▸ **Travail à faire**
**1.** Selon la section du document, quel domaine musical l'Onceim explore-t-il en profondeur depuis sa création ?
**2.** D'après la section du document, qu'est-ce qui amène l'Onceim à renouveler ses collaborations avec des sociologues et des chercheurs ?

▸ **Section du document**
========================

La comprovisation comme fil conducteur
Comme son nom l’indique, la comprovisation se situe à la confluence de la composition et de l’improvisation, deux notions qui peuvent sembler antagonistes et s’avèrent pourtant complémentaires. Cette dimension se trouve au cœur de l’ensemble des pratiques de l’Onceim.
Clément Canonne, chercheur au CNRS et à l’Ircam, a mené un travail de recherche sur la comprovisation en s’appuyant sur le travail singulier mené par l’Onceim et l’outil développé par ses musiciens au fil des séances de travail collectives. Cette étude atteste d’ailleurs la spécificité de l’orchestre à cet égard et amène l’Onceim à renouveler les collaborations avec des sociologues, chercheurs…
La création collective comme fondement
Depuis sa création, l’Onceim mène un travail approfondi autour de la musique improvisée contemporaine ou EAI (ElectroAcoustic Improvisation), domaine musical très créatif et influent en particulier depuis la fin des années 1990 avec l’émergence de démarches artistiques très fortes.
À travers des séances de travail régulières et des résidences, l’orchestre se confronte à ce processus d’élaboration musicale complexe (en particulier quand il se pratique en grand nombre), et aux problématiques esthétiques qu’il soulève dans une pratique en grand ensemble. C’est un travail collectif et analytique qui cherche à trouver l’équilibre entre la richesse du savoir-faire individuel et l’objet artistique commun.

========================

▸ **Entrées extraites**
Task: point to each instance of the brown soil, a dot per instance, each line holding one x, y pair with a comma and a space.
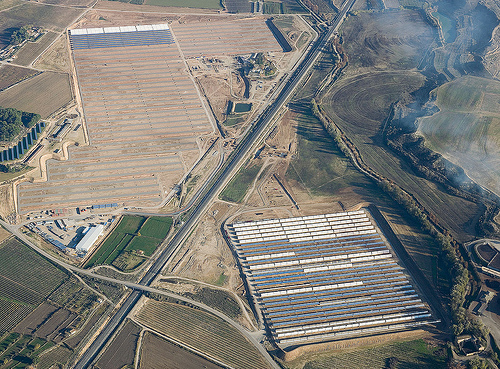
121, 352
26, 95
30, 324
154, 350
4, 234
217, 91
205, 256
7, 209
10, 74
57, 57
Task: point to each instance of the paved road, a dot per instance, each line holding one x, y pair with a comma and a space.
220, 178
234, 161
253, 337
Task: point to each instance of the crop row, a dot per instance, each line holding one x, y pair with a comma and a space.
14, 316
156, 227
130, 224
203, 332
24, 266
58, 355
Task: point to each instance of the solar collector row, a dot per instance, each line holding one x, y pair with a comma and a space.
362, 287
278, 245
324, 270
416, 314
306, 249
294, 320
339, 299
349, 325
310, 279
364, 331
269, 240
331, 310
121, 39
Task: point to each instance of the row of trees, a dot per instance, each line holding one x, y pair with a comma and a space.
13, 122
460, 279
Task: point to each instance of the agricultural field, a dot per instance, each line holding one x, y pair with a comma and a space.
410, 354
203, 332
31, 50
361, 118
466, 130
155, 349
10, 75
4, 234
52, 18
319, 166
131, 242
20, 351
382, 47
216, 298
237, 188
58, 355
26, 280
5, 4
56, 58
27, 95
39, 306
121, 351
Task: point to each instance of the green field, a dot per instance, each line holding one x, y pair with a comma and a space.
319, 166
410, 354
202, 331
242, 107
466, 130
26, 278
237, 188
352, 106
19, 351
156, 227
201, 4
133, 237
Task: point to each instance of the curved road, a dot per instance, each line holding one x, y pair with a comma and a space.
234, 161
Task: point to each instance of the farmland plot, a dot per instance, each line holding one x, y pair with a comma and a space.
466, 130
203, 332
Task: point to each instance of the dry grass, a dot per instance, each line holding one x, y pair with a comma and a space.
202, 331
56, 58
32, 50
10, 75
43, 94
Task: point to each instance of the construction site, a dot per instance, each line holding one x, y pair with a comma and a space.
143, 116
326, 277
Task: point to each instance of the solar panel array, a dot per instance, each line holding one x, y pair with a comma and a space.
228, 37
143, 116
94, 38
325, 277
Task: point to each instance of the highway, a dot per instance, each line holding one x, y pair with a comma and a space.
233, 162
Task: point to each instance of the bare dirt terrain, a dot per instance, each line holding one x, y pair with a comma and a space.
154, 350
166, 150
27, 95
121, 351
57, 57
10, 75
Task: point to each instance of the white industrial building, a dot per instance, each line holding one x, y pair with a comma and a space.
90, 237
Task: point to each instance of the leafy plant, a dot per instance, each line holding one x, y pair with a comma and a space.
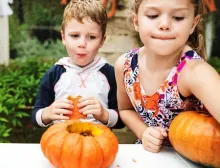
18, 87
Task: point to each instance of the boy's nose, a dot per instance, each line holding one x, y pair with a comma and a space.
82, 42
165, 23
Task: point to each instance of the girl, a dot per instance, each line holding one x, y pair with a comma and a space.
168, 74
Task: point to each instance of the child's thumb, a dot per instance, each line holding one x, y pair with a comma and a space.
163, 131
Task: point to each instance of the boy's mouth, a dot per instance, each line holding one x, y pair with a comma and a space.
81, 55
163, 38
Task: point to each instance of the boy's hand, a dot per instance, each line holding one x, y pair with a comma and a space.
58, 110
152, 138
91, 105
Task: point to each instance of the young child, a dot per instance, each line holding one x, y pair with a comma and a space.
82, 73
168, 75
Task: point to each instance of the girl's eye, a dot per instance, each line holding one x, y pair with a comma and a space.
92, 37
178, 18
75, 35
152, 16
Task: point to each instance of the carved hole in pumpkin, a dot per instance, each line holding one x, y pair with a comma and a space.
204, 113
86, 133
84, 129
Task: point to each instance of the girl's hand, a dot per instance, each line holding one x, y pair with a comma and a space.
58, 110
152, 138
91, 105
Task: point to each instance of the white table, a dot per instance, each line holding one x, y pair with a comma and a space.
129, 156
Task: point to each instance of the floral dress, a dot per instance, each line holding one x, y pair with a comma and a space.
167, 102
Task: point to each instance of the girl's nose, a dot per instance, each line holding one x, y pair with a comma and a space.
165, 23
82, 42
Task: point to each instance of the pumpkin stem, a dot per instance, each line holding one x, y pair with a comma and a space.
83, 128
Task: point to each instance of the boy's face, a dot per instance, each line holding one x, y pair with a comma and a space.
82, 40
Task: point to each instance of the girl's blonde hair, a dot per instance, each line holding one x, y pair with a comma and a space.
196, 39
79, 9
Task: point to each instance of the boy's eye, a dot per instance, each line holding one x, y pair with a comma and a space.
178, 18
152, 16
92, 37
74, 35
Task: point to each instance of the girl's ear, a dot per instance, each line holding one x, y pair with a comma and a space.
195, 23
135, 21
63, 37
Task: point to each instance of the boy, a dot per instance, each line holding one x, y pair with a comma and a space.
82, 73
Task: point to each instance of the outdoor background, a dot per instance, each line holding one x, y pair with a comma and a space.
35, 45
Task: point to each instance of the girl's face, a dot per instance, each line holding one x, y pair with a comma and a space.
164, 26
82, 40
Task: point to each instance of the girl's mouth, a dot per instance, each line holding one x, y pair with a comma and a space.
163, 38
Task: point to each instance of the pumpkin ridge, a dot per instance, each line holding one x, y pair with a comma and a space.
51, 131
55, 160
196, 136
69, 143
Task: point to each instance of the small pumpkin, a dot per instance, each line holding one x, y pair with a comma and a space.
196, 135
76, 144
75, 112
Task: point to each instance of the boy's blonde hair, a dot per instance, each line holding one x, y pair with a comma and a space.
196, 39
79, 9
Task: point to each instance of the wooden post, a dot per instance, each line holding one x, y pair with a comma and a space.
4, 40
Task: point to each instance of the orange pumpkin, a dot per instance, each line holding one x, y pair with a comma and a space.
196, 135
75, 113
76, 144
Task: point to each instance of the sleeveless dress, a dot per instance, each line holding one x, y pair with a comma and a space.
160, 108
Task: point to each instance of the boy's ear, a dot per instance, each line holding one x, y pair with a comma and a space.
195, 23
63, 37
102, 42
135, 21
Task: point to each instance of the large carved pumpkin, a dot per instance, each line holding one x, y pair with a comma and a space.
76, 144
196, 135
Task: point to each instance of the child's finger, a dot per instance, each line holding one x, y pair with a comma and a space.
61, 117
156, 133
162, 130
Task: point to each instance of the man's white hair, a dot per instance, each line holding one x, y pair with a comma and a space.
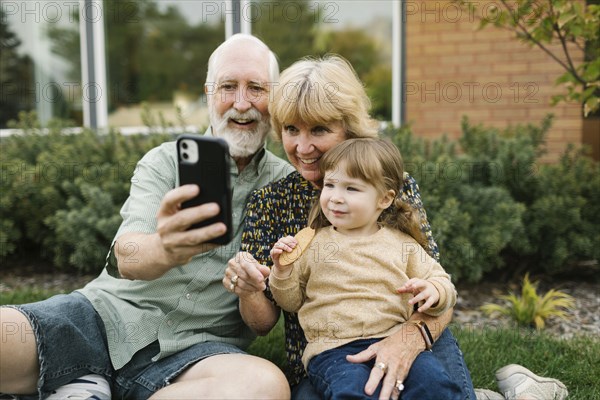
214, 57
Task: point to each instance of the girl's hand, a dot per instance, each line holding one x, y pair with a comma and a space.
422, 290
285, 244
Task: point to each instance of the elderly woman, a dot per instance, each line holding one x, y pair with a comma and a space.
318, 104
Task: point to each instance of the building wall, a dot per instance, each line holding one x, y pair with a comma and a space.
453, 69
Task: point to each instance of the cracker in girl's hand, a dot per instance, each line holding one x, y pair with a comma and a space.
304, 238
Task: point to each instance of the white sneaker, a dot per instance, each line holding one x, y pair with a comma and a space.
88, 387
519, 383
485, 394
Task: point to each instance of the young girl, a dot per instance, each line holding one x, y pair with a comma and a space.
345, 283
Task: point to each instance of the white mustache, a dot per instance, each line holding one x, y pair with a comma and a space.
252, 113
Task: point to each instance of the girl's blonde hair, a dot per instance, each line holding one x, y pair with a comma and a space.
379, 163
319, 91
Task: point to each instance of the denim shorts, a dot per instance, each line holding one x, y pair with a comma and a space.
71, 342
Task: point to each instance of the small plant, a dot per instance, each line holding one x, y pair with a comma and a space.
531, 309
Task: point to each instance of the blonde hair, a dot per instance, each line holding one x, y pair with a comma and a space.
319, 91
379, 163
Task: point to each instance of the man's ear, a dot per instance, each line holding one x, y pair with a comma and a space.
387, 199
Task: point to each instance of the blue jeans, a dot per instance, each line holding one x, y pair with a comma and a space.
71, 342
337, 379
447, 352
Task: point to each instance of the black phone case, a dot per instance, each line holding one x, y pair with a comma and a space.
211, 173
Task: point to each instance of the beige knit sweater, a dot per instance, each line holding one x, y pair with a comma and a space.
344, 288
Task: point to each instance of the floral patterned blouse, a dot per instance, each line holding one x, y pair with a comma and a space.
280, 209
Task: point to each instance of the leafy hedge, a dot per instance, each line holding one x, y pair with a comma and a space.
493, 206
61, 193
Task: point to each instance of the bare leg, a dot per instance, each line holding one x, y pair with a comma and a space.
19, 368
229, 376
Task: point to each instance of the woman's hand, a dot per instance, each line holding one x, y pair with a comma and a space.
245, 276
422, 290
393, 357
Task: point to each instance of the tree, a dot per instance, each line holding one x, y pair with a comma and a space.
570, 23
149, 52
288, 27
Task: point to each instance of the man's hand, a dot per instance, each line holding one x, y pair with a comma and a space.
178, 243
172, 244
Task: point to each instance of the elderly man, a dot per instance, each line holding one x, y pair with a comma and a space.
157, 321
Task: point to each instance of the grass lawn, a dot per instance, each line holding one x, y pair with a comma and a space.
576, 362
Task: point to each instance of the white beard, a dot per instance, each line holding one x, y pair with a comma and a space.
242, 143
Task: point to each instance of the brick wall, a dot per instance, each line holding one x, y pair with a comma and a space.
453, 69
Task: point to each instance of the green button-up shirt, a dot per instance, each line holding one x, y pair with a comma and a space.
188, 304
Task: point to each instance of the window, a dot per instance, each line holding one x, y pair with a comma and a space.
39, 67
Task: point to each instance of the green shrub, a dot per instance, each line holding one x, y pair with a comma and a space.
473, 217
493, 205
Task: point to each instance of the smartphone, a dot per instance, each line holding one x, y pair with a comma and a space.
204, 161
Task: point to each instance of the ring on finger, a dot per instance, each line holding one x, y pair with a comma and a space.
382, 366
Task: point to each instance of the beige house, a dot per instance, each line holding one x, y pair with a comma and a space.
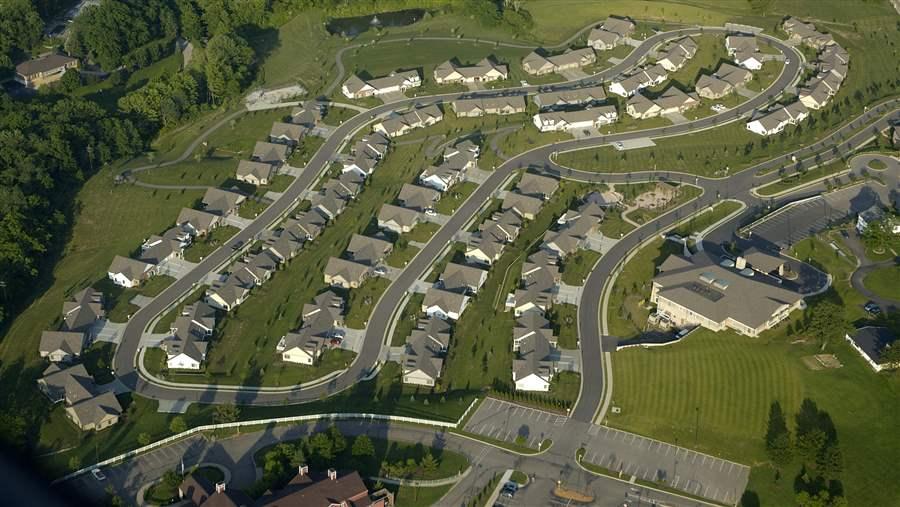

========================

▸ **Résultats des tâches**
**1.** La musique improvisée contemporaine, ou EAI (ElectroAcoustic Improvisation).

**2.** C'est l'étude de Clément Canonne, chercheur au CNRS et à l'Ircam, consacrée à la comprovisation. Appuyée sur le travail de l'Onceim et sur l'outil développé par ses musiciens, cette étude atteste la spécificité de l'orchestre dans ce domaine, ce qui conduit l'ensemble à renouveler ces collaborations.